[Dataset entries]
::::

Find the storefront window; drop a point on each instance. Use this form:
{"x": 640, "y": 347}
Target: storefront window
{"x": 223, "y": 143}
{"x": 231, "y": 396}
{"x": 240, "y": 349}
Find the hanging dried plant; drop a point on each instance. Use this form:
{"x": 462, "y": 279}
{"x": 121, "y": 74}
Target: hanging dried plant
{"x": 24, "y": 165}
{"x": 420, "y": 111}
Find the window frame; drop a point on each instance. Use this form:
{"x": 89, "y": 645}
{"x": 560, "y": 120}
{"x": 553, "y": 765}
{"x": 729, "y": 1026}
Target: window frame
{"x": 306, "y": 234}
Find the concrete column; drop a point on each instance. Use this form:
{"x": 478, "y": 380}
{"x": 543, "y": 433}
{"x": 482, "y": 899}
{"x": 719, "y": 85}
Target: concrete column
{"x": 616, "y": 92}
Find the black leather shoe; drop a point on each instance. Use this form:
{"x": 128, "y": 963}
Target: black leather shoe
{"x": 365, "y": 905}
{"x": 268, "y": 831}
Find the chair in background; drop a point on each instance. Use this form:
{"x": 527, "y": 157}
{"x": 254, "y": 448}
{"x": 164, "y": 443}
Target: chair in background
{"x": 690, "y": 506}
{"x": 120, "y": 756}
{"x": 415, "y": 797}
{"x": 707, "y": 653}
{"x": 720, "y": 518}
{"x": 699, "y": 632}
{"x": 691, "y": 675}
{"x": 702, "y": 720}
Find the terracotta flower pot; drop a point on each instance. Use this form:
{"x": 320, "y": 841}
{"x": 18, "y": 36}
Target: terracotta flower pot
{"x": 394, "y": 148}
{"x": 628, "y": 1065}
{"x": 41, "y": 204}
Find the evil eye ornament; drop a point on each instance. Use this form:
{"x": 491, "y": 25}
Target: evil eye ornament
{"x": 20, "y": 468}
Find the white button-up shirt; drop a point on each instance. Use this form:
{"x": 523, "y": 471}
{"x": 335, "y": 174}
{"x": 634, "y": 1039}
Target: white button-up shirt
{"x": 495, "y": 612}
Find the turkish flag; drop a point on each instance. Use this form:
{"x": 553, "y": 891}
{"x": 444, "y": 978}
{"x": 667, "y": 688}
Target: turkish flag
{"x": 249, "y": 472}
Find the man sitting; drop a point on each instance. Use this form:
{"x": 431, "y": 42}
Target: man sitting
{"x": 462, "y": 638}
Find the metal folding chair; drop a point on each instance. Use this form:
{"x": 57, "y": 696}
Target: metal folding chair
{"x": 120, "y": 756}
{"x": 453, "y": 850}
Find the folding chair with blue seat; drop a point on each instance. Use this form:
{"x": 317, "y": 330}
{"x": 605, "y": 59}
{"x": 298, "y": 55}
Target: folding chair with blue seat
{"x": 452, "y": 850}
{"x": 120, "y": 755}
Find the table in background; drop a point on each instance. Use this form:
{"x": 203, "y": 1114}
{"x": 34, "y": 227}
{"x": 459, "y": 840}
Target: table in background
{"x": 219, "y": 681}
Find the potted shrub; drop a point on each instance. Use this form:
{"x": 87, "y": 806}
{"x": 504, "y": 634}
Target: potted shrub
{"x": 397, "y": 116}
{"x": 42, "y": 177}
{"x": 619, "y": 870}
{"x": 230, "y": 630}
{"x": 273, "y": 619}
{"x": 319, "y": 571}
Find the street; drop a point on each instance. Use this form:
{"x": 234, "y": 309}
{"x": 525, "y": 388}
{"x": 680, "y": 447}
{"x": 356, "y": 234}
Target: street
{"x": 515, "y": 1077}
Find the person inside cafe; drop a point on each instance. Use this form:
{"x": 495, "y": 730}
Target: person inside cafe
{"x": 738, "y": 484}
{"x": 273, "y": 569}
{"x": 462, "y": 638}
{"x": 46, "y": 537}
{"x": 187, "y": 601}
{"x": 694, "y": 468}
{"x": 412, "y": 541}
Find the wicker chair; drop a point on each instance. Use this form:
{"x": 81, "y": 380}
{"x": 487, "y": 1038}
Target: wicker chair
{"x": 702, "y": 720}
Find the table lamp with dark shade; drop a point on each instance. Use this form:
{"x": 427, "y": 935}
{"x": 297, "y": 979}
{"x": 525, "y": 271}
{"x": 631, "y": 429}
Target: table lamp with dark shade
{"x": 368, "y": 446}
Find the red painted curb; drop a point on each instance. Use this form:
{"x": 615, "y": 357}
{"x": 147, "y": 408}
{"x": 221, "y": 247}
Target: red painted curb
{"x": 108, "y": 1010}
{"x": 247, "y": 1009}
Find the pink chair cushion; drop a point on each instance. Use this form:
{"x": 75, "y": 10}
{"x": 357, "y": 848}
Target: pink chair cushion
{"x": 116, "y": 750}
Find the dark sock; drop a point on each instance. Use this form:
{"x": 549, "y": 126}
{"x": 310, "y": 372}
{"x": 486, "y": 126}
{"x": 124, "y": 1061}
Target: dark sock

::::

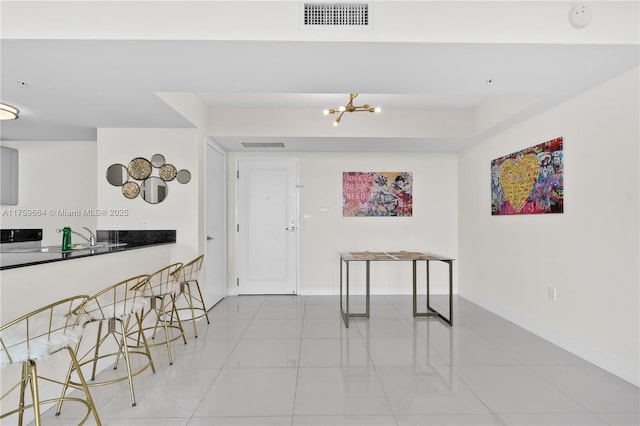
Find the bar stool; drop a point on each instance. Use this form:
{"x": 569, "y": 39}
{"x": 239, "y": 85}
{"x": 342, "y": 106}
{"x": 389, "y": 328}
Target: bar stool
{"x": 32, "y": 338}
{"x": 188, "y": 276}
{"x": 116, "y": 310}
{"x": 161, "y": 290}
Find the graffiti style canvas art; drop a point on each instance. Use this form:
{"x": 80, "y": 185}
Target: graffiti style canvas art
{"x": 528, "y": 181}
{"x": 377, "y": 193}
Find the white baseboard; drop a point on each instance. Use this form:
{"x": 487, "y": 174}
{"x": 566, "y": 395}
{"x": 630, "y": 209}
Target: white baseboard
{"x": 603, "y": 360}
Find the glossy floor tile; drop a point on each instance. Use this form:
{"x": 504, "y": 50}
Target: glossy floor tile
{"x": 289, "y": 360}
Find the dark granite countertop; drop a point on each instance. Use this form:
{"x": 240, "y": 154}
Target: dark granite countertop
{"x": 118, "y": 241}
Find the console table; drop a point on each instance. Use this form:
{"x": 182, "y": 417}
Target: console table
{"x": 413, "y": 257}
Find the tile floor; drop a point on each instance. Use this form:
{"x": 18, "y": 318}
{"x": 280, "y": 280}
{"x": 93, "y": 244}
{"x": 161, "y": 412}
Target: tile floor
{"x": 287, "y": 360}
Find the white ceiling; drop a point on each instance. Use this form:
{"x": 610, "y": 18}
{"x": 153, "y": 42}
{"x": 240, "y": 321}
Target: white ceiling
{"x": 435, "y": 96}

::::

### ASSIGNMENT
If a line of the data above holds the string "sock", count it, then state only the total.

### SOLUTION
2